--- START ---
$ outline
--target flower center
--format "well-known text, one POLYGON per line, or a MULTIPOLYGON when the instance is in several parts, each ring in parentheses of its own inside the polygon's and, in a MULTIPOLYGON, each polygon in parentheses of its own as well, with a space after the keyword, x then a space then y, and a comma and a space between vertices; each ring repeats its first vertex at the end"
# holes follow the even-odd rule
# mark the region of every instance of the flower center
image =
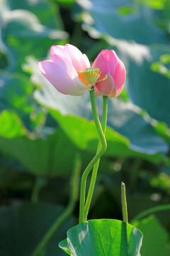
--- END ---
• **CHALLENGE**:
Pull out each line of the records above that contains the string "instance", treating uppercase and lowercase as different.

• **TASK RESULT**:
--format "well-known text, one POLYGON per line, or a MULTIPOLYGON when the instance is in several parts, each ring in parentheses of its own inside the polygon's and, in a MULTIPOLYGON, each polygon in parentheses of its own as well, with a space after the keyword, x then a space then y, and a comma and a space between vertices; each ring repeats its first vertex at the end"
# mark the region of every instance of the flower center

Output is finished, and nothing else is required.